■ DIRECTIONS FOR THIS TASK
Examine each line of the data, and copy the ones containing "person".

■ DATA EXTRACT
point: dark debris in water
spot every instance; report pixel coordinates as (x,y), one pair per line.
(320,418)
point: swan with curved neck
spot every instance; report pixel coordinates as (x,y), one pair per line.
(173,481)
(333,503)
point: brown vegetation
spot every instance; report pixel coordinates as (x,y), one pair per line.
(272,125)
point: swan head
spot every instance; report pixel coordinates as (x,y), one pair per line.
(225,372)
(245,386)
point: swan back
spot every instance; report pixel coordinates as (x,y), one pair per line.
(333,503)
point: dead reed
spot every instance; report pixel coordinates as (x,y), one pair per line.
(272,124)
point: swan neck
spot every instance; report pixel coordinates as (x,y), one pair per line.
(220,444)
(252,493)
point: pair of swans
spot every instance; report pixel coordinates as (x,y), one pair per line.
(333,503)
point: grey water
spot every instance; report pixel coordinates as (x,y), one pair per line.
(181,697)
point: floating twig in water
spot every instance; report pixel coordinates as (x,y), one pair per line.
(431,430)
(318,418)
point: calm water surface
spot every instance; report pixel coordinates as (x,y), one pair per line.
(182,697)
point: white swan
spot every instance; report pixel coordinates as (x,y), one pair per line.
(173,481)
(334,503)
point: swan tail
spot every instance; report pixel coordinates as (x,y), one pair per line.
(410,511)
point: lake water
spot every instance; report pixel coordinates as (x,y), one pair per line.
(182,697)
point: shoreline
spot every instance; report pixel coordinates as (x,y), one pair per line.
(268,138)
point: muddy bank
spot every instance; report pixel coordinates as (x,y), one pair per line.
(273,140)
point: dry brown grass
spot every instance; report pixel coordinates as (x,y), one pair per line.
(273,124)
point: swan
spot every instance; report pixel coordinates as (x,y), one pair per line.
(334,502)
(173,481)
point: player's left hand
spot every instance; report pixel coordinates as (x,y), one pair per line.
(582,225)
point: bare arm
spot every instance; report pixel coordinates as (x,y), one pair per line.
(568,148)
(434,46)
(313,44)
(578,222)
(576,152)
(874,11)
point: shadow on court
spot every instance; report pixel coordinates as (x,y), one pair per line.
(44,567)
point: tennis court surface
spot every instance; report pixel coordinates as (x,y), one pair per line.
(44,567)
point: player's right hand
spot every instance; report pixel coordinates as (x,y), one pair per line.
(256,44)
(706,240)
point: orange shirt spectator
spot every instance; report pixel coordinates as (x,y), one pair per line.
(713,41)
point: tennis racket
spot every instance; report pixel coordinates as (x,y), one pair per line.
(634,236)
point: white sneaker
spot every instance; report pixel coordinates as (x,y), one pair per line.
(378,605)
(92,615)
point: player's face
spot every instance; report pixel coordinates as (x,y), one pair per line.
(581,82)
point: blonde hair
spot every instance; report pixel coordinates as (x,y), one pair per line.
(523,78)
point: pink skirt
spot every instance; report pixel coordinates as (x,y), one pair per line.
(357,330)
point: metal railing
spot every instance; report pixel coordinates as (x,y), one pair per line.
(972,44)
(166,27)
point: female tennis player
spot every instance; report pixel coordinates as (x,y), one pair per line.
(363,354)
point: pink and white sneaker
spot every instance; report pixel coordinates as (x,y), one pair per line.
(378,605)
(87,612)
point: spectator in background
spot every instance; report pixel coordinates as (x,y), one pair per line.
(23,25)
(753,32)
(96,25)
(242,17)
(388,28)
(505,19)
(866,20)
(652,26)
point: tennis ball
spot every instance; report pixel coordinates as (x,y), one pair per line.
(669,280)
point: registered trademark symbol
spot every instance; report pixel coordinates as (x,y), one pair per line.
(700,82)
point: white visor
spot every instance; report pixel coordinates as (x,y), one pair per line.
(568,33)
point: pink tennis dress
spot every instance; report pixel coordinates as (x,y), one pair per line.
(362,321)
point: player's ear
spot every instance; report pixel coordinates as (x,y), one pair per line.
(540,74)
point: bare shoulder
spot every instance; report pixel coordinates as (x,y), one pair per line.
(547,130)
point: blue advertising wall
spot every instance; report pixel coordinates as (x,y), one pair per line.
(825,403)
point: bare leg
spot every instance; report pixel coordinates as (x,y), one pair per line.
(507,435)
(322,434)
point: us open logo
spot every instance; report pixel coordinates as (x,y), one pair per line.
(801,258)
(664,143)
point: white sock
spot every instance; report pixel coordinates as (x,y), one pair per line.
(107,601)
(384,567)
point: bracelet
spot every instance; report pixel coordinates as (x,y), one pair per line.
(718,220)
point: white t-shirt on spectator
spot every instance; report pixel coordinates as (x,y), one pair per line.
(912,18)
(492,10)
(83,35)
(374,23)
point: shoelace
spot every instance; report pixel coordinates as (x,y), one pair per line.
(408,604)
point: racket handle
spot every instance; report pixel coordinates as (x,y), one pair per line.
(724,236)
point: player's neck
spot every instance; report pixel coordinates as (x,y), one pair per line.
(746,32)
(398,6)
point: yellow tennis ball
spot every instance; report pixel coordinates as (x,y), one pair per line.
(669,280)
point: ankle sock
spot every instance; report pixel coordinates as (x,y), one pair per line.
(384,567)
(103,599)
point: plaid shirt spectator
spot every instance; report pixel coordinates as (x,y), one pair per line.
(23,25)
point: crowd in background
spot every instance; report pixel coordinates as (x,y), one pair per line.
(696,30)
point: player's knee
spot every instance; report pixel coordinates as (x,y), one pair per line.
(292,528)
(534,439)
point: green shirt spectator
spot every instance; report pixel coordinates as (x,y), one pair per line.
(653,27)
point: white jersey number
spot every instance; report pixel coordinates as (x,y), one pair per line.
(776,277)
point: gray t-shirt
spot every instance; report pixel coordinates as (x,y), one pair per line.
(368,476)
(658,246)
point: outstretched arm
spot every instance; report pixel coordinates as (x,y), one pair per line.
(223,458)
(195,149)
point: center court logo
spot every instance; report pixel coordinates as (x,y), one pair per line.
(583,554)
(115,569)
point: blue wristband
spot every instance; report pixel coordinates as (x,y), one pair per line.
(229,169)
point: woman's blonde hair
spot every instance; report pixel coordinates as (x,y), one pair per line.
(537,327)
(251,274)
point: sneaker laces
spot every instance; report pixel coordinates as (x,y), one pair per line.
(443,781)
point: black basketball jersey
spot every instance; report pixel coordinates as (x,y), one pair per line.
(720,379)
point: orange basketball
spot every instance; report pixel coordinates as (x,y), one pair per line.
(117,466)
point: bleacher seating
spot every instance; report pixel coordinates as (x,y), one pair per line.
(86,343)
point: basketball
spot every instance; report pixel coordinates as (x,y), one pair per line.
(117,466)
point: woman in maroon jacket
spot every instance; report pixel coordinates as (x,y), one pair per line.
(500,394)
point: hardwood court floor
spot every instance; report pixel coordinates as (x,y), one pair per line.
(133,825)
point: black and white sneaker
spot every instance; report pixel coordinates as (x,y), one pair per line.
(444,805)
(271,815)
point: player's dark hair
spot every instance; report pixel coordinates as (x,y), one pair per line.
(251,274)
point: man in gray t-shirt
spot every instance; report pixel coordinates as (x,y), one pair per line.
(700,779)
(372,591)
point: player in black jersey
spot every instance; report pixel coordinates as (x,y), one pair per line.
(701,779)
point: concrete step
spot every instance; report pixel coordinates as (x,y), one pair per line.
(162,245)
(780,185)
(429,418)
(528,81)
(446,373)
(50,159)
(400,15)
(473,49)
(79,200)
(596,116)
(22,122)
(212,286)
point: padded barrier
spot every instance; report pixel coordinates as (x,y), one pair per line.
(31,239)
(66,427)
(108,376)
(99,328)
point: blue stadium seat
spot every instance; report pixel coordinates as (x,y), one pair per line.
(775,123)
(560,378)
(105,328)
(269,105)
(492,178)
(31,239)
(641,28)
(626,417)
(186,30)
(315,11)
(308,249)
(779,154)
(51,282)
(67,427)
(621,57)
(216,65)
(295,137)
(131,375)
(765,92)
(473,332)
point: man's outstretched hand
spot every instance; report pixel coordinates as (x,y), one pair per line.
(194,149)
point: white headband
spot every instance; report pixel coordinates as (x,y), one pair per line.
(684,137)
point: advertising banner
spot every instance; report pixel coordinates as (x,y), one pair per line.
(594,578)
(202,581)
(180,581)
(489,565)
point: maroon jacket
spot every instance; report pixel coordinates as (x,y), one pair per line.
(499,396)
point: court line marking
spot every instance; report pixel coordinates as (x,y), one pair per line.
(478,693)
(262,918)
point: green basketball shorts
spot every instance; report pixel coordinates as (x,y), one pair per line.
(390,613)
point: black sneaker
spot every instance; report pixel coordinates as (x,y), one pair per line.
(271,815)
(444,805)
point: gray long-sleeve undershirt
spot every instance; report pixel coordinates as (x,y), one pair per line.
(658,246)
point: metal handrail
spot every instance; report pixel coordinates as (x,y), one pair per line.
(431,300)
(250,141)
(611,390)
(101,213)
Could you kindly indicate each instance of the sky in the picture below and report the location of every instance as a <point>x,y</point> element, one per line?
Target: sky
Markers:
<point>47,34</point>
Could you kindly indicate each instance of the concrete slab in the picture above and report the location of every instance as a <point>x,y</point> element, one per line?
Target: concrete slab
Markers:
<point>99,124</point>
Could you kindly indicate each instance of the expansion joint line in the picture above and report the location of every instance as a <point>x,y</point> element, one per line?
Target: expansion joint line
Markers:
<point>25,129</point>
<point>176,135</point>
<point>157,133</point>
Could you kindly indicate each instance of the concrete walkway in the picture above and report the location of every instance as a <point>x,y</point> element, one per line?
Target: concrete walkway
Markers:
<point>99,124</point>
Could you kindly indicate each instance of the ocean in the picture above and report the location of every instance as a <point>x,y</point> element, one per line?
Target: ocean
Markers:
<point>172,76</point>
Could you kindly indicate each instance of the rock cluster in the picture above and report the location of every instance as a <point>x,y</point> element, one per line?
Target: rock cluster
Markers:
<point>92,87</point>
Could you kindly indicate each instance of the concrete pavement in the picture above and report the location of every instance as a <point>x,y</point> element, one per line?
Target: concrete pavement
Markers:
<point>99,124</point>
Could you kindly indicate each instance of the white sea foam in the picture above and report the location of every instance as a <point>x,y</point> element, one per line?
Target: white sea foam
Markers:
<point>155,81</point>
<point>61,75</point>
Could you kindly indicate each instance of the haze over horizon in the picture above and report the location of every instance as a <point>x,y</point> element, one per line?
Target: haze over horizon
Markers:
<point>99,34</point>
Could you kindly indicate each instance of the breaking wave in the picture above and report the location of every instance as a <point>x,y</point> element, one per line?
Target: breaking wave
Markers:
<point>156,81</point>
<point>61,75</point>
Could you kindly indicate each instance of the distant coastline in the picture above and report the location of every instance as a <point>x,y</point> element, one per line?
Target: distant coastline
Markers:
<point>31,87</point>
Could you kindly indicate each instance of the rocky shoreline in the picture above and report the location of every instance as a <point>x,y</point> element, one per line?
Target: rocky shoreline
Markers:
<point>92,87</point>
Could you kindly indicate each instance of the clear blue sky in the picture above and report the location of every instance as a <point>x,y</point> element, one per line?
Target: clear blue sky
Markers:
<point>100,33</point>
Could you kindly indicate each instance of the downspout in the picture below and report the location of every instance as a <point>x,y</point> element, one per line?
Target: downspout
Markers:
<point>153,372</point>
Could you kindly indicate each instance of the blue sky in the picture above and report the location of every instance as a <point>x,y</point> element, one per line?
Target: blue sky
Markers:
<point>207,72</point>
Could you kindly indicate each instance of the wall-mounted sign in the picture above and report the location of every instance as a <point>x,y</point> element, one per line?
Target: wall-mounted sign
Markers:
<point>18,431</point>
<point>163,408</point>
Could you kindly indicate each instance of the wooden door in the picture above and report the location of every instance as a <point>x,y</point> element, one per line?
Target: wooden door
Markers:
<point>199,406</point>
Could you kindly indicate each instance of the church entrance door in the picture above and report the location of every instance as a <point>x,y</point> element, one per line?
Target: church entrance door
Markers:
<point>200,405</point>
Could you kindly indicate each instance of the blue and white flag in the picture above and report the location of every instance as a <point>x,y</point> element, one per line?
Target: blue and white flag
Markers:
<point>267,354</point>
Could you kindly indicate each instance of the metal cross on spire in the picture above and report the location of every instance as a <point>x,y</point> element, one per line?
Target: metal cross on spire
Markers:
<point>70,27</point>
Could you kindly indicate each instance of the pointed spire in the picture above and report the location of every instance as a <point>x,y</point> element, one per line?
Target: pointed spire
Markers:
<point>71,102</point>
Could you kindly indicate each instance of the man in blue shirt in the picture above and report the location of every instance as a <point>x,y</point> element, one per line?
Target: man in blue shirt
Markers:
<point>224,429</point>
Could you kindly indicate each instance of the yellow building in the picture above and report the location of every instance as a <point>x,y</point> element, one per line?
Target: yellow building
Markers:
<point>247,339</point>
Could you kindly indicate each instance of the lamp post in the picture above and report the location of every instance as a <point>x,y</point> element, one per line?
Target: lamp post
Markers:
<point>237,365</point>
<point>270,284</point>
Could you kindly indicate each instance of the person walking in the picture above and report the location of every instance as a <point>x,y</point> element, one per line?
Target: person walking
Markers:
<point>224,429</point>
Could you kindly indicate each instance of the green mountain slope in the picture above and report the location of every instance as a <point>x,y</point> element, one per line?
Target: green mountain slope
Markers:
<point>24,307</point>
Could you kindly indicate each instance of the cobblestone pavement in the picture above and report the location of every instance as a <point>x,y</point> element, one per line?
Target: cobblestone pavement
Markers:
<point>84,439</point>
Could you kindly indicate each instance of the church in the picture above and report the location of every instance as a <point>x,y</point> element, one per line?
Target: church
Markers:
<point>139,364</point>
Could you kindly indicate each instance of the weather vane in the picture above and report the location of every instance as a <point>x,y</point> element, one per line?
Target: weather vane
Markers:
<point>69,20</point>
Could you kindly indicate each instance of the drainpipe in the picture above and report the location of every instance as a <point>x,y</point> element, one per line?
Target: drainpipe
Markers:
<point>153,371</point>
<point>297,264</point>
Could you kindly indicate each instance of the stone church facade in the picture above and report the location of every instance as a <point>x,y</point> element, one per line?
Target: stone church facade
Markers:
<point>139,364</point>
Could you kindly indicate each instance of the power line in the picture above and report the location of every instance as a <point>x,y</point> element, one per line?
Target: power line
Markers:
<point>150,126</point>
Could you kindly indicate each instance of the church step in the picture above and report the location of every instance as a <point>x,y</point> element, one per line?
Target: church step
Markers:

■ ANSWER TO THE PROBLEM
Could you kindly indicate each instance of the person walking in the picture above and report the location of every instance as a <point>x,y</point> element, one per line?
Target: person walking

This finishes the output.